Work required: It is required that all of the data be written out exactly.

Information:

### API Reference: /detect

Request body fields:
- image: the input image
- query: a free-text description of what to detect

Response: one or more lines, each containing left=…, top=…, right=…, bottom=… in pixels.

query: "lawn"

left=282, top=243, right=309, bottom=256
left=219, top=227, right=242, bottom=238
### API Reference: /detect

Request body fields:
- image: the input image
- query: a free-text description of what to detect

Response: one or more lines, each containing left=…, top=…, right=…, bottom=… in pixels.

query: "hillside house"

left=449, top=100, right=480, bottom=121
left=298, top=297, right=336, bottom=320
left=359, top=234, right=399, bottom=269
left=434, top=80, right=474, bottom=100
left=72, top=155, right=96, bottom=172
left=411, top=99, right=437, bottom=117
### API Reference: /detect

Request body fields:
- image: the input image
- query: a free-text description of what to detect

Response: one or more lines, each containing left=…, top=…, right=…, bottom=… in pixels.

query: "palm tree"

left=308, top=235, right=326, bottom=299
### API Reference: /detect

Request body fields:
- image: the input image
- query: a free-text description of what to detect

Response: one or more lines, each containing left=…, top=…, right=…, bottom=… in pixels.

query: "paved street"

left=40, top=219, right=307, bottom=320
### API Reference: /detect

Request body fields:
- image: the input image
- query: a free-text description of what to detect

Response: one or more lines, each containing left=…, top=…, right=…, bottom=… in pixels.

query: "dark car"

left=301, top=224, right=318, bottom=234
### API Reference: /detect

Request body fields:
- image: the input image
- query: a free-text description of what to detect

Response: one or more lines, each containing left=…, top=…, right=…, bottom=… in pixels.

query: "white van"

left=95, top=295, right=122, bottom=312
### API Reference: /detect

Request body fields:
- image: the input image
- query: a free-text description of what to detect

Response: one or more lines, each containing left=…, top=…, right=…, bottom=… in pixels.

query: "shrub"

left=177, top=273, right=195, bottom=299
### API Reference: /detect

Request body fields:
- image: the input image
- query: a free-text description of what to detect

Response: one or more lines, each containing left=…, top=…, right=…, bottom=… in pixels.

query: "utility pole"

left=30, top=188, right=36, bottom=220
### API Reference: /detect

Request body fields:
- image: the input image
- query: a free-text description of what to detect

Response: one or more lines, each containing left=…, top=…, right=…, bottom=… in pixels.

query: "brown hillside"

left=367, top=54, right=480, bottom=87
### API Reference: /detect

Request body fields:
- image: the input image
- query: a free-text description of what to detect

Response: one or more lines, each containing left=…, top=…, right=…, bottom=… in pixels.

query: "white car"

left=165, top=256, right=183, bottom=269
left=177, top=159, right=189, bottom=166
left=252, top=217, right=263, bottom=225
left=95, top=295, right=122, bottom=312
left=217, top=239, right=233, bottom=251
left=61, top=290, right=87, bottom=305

Answer section:
### API Reference: /detect

Request body fields:
- image: the input image
- query: a free-text description of what to detect

Response: one or more lines, each containing left=…, top=…, right=…, bottom=… in pixels.

query: "lawn"

left=282, top=243, right=309, bottom=256
left=219, top=227, right=242, bottom=238
### API Reference: /detect

Request body fields:
- image: the input image
- query: a free-text description of what to detect

Response: one or more lines, each containing left=…, top=…, right=…, bottom=… in pixels.

query: "hillside house"

left=449, top=100, right=480, bottom=121
left=298, top=297, right=336, bottom=320
left=359, top=234, right=399, bottom=269
left=434, top=80, right=474, bottom=100
left=72, top=155, right=96, bottom=172
left=411, top=99, right=437, bottom=117
### API Reference: /detect

Request body fields:
- image: the input image
- query: a free-text description of what to detect

Response: one or more lines, each containing left=…, top=…, right=…, bottom=… in pixels.

query: "palm tree"

left=308, top=235, right=326, bottom=299
### API Reference: /detect

Request body fields:
- image: the input image
- query: a free-text description of what to detect

Response: one or more lines, each containing left=…, top=…, right=…, bottom=… in pixels.

query: "paved street"

left=40, top=219, right=307, bottom=320
### API Reference: /detect

Request body fields:
- image: the input image
- query: a free-text description of what to detect

Response: one or more lines, each containing left=…, top=…, right=…, bottom=… in pixels.

query: "dark car"

left=301, top=224, right=318, bottom=234
### API Reference: /detect

Request body fields:
- image: the input image
- query: a free-text description of what to detect

Response: one or more lines, each containing left=…, top=…, right=…, bottom=… in pixels.

query: "white van"

left=95, top=295, right=122, bottom=312
### API Reference: /detect

Request body fields:
- image: the input image
- query: a free-text description of what to detect

Response: one or more lines, each containing left=…, top=…, right=…, bottom=… in pixels.

query: "shrub"

left=177, top=273, right=195, bottom=299
### API Reference: /detect

Request body fields:
- image: the input image
- query: a free-text description of what to detect

Response: one or more lines, each containing left=…, top=…, right=…, bottom=… in pixels.

query: "utility pole"

left=30, top=188, right=36, bottom=220
### API Reference: /detect

Request body fields:
- image: the input image
- query: a free-text description of what to detect

Response: one or more lines, each containing left=…, top=…, right=…, bottom=… in pixels.

query: "brown hillside"

left=367, top=54, right=480, bottom=87
### API Reference: /detect

Request body fields:
- image: the input image
- query: a free-text description of what to detect

Response: one or more lines, each containing left=…, top=…, right=…, bottom=… in pixels.

query: "white car"

left=165, top=256, right=183, bottom=269
left=177, top=159, right=189, bottom=166
left=252, top=217, right=263, bottom=225
left=95, top=295, right=122, bottom=312
left=217, top=239, right=233, bottom=251
left=61, top=290, right=87, bottom=305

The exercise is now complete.